- **Aufgabe**
Überarbeiten Sie den Abschnitt des Textauszugs über Chinas Corona-Strategie, der mit den Worten „An den Finanzmärkten“ beginnt und mit „dann wieder bergauf.“ endet, und geben Sie ihn mit „Omikron-Variante“ anstelle von „Delta-Variante“ wieder.

An den Finanzmärkten wird aber offenbar befürchtet, dass die Delta-Variante die chinesische Strategie an ihre Grenzen bringen könnte – und damit Störungen der globalen Produktions- und Lieferketten zu erwarten wären. Die asiatischen Börsen sind in Unruhe. Mit den wichtigsten Aktienindizes in Shanghai, Tokio und Hongkong ging es in der vergangenen Woche zunächst bergab und dann wieder bergauf.
China müsse dazu übergehen, einerseits zwar mehr zu impfen und erkrankte Personen schnell zu behandeln, andererseits aber auch mehr Geschäfts-und Reisetätigkeit zu erlauben als bisher, sagt Xi Chen, ein auf den Gesundheitssektor spezialisierter Ökonom von der Yale School of Public Health. «Ich denke nicht, dass ‹Null Toleranz› aufrechterhalten werden kann», sagt Chen. «Selbst wenn man alle Regionen Chinas abschotten würde, könnten immer noch Menschen sterben. Und viele weitere könnten als Folge von Hunger oder dem Verlust von Arbeitsplätzen sterben.»

- **Datensätze**
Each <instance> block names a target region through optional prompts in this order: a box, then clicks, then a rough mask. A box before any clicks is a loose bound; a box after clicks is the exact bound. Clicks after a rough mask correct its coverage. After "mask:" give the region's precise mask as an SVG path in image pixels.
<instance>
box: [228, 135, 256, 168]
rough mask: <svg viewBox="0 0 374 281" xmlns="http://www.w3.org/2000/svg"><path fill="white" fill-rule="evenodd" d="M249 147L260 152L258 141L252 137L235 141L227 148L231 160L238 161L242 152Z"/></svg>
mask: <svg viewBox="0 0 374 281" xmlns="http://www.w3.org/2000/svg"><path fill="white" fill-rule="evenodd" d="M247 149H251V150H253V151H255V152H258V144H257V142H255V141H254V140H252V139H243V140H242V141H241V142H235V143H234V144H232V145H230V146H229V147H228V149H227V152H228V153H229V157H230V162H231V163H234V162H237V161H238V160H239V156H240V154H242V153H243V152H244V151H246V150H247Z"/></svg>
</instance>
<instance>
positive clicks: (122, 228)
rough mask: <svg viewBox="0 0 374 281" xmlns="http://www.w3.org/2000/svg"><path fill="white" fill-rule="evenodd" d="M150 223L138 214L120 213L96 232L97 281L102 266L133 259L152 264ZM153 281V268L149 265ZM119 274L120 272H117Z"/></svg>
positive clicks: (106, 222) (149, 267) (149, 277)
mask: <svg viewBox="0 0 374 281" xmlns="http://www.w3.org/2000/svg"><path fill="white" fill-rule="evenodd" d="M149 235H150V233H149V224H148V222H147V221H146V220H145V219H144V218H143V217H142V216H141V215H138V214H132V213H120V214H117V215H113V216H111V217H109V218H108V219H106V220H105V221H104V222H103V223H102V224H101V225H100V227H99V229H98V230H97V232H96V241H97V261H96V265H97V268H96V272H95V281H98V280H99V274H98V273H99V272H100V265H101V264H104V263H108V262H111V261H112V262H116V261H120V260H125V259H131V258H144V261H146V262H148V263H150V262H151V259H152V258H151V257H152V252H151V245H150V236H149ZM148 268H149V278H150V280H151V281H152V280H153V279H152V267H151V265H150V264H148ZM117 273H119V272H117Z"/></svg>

- **Musterlösung**
An den Finanzmärkten wird aber offenbar befürchtet, dass die Omikron-Variante die chinesische Strategie an ihre Grenzen bringen könnte – und damit Störungen der globalen Produktions- und Lieferketten zu erwarten wären. Die asiatischen Börsen sind in Unruhe. Mit den wichtigsten Aktienindizes in Shanghai, Tokio und Hongkong ging es in der vergangenen Woche zunächst bergab und dann wieder bergauf.